Natural-language object grounding data
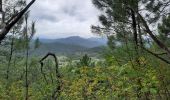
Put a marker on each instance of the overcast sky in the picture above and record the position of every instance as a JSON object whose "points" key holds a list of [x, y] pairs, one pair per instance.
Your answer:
{"points": [[63, 18]]}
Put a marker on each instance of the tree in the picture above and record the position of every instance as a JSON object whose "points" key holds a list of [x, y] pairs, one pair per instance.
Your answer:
{"points": [[6, 25], [128, 16]]}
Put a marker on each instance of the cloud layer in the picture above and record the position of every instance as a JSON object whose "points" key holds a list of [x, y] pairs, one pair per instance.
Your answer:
{"points": [[63, 18]]}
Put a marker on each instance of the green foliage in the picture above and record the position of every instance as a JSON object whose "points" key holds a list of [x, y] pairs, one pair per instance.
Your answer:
{"points": [[85, 61]]}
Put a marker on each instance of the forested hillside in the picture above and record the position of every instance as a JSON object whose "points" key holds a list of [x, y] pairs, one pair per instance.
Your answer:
{"points": [[132, 63]]}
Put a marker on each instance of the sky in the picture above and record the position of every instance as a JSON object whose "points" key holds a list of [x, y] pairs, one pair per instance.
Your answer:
{"points": [[64, 18]]}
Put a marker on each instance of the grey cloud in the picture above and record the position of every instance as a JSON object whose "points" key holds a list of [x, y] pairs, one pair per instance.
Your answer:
{"points": [[62, 18]]}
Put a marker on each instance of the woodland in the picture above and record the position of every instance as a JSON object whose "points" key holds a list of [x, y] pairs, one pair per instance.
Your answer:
{"points": [[135, 64]]}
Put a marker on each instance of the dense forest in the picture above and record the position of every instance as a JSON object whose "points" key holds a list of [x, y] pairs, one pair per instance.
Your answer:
{"points": [[134, 65]]}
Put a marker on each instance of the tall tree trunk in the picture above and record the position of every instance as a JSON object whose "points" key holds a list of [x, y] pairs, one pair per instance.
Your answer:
{"points": [[10, 56]]}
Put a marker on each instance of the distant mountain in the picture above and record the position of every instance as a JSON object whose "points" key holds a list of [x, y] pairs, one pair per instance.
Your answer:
{"points": [[79, 41], [70, 45]]}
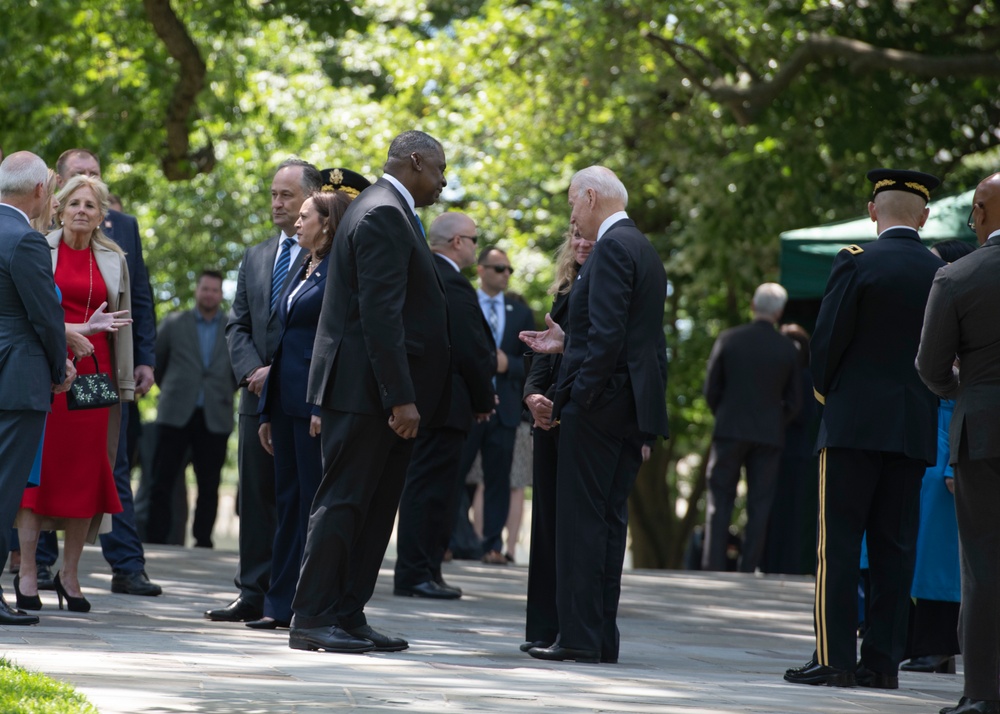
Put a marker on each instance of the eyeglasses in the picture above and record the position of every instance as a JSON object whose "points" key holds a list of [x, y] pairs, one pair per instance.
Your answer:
{"points": [[971, 223]]}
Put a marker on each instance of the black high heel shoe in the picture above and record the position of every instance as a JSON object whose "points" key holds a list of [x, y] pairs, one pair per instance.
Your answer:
{"points": [[73, 604], [26, 602]]}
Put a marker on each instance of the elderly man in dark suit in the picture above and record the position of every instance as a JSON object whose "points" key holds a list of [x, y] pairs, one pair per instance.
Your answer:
{"points": [[494, 438], [434, 479], [252, 334], [752, 388], [195, 411], [122, 547], [610, 400], [877, 436], [961, 321], [381, 365], [32, 340]]}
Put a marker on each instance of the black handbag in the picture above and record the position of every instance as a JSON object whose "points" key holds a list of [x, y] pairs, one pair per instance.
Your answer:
{"points": [[92, 391]]}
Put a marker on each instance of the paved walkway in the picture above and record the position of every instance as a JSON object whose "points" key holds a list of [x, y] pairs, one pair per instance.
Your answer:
{"points": [[691, 644]]}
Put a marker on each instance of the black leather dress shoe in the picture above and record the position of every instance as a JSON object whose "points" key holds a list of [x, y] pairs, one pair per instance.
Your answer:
{"points": [[136, 583], [943, 664], [558, 653], [267, 623], [540, 644], [430, 589], [46, 580], [329, 639], [875, 680], [812, 672], [383, 643], [974, 706], [239, 610], [10, 616]]}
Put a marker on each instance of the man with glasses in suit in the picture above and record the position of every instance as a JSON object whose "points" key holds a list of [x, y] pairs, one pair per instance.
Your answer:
{"points": [[252, 335], [494, 439]]}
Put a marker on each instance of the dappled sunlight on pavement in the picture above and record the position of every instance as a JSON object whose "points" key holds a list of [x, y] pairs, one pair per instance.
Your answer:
{"points": [[692, 643]]}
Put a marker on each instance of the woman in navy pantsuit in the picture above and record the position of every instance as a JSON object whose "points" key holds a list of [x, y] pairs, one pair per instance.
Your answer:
{"points": [[542, 621], [285, 413]]}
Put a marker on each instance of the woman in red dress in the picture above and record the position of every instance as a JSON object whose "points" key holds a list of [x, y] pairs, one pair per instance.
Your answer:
{"points": [[77, 492]]}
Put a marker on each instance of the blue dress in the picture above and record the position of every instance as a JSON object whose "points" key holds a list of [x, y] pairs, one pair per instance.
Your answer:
{"points": [[936, 575], [937, 571]]}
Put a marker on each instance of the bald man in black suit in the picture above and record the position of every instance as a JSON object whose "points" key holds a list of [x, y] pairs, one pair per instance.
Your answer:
{"points": [[433, 482], [381, 364]]}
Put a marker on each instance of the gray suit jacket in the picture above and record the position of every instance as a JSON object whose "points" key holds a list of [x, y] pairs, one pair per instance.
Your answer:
{"points": [[181, 375], [253, 330], [32, 331], [961, 320], [753, 384]]}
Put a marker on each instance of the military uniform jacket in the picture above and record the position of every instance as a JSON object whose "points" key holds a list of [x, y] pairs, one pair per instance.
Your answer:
{"points": [[864, 346]]}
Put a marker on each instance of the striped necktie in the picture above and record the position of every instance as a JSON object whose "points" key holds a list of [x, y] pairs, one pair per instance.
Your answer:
{"points": [[494, 318], [281, 270]]}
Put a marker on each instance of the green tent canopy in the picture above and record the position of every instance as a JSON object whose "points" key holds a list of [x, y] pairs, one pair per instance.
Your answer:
{"points": [[807, 253]]}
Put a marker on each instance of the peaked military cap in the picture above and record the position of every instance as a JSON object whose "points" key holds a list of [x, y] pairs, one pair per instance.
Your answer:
{"points": [[916, 182], [345, 180]]}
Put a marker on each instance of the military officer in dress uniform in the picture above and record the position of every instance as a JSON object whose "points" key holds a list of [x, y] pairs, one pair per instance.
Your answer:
{"points": [[876, 438]]}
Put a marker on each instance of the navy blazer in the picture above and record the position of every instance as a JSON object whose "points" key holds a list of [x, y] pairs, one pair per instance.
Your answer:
{"points": [[752, 384], [32, 331], [289, 376], [473, 354], [253, 328], [614, 343], [123, 229]]}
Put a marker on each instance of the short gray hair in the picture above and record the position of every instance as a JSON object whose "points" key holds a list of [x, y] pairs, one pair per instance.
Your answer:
{"points": [[311, 180], [769, 300], [410, 142], [602, 180], [20, 173]]}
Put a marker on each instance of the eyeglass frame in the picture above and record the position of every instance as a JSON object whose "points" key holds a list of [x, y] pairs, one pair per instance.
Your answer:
{"points": [[971, 223]]}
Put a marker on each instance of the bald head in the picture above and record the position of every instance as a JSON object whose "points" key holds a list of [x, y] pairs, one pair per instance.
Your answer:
{"points": [[986, 207], [898, 208], [453, 234], [23, 182]]}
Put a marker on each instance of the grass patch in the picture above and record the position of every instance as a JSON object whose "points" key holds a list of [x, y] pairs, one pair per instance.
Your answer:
{"points": [[25, 692]]}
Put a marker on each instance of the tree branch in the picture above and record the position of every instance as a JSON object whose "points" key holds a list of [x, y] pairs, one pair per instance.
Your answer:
{"points": [[180, 163], [747, 101]]}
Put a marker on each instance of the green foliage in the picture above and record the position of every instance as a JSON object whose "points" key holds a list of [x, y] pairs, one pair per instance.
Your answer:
{"points": [[25, 692], [676, 98]]}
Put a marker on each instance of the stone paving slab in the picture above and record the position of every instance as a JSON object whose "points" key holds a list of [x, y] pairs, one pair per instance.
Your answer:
{"points": [[692, 643]]}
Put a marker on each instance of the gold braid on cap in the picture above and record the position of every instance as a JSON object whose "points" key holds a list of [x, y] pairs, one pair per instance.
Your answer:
{"points": [[336, 184], [919, 187]]}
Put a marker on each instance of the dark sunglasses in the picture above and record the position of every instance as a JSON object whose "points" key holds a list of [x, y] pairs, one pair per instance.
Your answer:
{"points": [[971, 223]]}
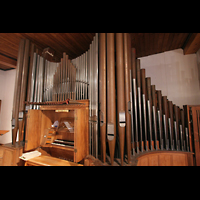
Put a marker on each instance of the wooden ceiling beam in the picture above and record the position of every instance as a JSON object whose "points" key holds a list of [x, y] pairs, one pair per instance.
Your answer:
{"points": [[193, 44], [7, 63]]}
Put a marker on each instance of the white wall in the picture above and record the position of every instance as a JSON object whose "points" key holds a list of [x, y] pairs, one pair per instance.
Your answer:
{"points": [[7, 81], [176, 75]]}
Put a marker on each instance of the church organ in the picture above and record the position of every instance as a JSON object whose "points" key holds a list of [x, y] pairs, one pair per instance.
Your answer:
{"points": [[127, 116]]}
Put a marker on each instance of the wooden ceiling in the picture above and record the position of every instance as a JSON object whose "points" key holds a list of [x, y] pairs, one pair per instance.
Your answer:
{"points": [[74, 44]]}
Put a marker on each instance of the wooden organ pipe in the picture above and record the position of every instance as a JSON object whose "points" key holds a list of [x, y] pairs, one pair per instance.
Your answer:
{"points": [[111, 104], [121, 116]]}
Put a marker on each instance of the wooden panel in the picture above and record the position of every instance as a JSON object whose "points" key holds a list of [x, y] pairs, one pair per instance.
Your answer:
{"points": [[166, 158], [193, 44], [152, 43], [8, 157], [74, 44], [196, 127], [33, 130], [179, 160]]}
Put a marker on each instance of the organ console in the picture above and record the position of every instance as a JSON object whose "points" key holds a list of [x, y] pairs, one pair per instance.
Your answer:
{"points": [[106, 83]]}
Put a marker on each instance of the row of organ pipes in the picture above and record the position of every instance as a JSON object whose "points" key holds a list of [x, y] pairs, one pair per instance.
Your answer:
{"points": [[127, 115]]}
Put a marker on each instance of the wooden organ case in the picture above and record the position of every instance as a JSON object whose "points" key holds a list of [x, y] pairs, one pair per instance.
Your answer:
{"points": [[69, 141]]}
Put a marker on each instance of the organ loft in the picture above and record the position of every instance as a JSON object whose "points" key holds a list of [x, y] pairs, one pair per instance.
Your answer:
{"points": [[96, 107]]}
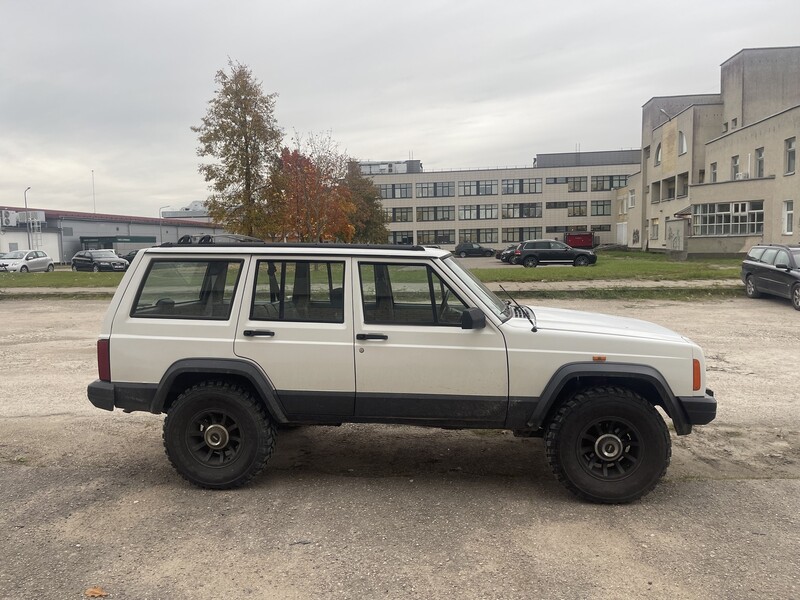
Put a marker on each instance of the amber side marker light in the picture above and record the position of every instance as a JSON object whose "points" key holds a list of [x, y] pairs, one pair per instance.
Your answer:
{"points": [[696, 375]]}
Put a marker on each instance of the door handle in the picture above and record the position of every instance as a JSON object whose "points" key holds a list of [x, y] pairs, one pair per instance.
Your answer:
{"points": [[258, 333], [372, 336]]}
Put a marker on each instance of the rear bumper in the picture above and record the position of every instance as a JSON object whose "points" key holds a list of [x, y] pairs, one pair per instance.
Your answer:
{"points": [[700, 410], [129, 397]]}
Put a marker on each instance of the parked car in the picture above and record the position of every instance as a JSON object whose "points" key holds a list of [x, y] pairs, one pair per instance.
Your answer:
{"points": [[473, 249], [98, 260], [505, 253], [534, 252], [773, 269], [23, 261]]}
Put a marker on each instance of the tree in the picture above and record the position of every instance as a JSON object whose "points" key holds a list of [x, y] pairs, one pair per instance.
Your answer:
{"points": [[240, 132], [316, 201], [368, 218]]}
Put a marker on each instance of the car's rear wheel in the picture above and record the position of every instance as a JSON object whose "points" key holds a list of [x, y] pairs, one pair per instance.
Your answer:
{"points": [[580, 261], [608, 445], [217, 436], [750, 288]]}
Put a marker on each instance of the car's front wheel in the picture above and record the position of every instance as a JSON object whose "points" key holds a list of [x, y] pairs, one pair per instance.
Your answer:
{"points": [[217, 435], [750, 288], [608, 445], [580, 261]]}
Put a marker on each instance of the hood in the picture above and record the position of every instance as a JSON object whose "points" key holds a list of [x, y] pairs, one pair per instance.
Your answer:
{"points": [[559, 319]]}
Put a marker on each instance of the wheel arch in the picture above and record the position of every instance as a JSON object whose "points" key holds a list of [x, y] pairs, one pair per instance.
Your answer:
{"points": [[188, 372], [575, 377]]}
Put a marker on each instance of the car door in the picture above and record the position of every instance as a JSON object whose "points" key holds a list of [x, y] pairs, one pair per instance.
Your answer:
{"points": [[414, 362], [296, 324]]}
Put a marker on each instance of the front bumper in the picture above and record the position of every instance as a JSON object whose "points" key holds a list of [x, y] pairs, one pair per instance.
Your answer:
{"points": [[700, 410]]}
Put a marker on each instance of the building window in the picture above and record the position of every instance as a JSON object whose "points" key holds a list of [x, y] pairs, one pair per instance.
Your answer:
{"points": [[521, 234], [603, 183], [436, 236], [522, 186], [482, 236], [790, 153], [728, 218], [522, 210], [565, 228], [473, 212], [436, 213], [486, 187], [395, 190], [601, 208], [759, 162], [399, 215], [436, 189]]}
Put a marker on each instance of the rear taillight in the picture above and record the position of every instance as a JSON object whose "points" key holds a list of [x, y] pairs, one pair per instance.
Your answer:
{"points": [[104, 360]]}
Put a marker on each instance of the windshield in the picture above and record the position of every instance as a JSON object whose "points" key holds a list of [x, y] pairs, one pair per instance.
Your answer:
{"points": [[489, 298]]}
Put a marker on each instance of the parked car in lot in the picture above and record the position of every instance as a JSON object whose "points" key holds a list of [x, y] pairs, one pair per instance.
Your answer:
{"points": [[534, 252], [23, 261], [473, 249], [773, 269], [98, 260]]}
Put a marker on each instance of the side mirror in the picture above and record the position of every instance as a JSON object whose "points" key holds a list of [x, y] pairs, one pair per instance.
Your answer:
{"points": [[473, 318]]}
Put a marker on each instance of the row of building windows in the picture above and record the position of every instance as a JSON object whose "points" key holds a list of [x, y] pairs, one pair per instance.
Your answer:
{"points": [[789, 163], [489, 187], [511, 210], [487, 235]]}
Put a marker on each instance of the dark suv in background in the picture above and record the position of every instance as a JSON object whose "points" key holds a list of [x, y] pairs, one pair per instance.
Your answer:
{"points": [[534, 252], [473, 249], [773, 269]]}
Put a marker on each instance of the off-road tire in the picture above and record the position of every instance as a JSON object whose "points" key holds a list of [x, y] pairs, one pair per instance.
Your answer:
{"points": [[218, 436], [750, 288], [581, 261], [618, 423]]}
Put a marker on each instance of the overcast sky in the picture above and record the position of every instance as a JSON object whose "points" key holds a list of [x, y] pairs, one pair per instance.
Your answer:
{"points": [[113, 87]]}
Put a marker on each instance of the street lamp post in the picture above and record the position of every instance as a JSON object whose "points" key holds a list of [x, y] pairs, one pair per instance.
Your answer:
{"points": [[161, 224], [28, 219]]}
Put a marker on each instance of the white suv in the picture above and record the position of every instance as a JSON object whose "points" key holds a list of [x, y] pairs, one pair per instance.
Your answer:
{"points": [[233, 342]]}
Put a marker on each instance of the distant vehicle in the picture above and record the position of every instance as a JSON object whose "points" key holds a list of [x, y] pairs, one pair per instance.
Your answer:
{"points": [[773, 269], [24, 261], [534, 252], [579, 240], [473, 249], [98, 260]]}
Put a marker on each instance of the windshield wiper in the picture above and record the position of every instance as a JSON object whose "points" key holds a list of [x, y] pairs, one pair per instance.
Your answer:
{"points": [[521, 309]]}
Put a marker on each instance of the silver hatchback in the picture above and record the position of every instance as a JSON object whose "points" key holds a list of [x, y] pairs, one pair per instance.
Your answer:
{"points": [[23, 261]]}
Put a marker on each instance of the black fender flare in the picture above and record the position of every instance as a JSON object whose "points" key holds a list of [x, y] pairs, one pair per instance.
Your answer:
{"points": [[615, 374], [216, 366]]}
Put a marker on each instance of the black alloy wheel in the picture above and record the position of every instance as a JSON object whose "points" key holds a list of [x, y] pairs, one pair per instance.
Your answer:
{"points": [[218, 436], [608, 445]]}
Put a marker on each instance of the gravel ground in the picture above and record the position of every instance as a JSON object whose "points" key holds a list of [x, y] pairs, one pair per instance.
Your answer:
{"points": [[359, 511]]}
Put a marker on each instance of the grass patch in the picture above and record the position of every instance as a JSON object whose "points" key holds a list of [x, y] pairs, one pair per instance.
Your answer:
{"points": [[618, 264]]}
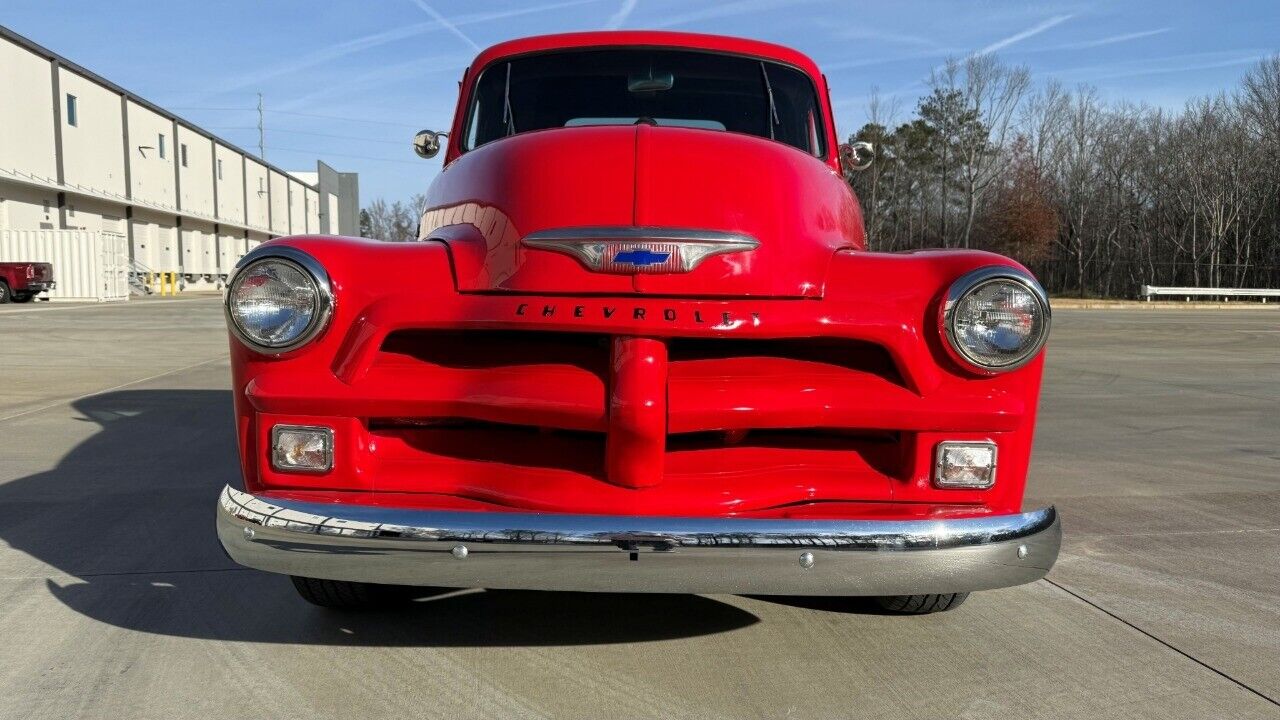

| About this exercise |
Within the entries, find each line holding the string "navy". Reply with how many there are, as a number alone.

| Written solution |
2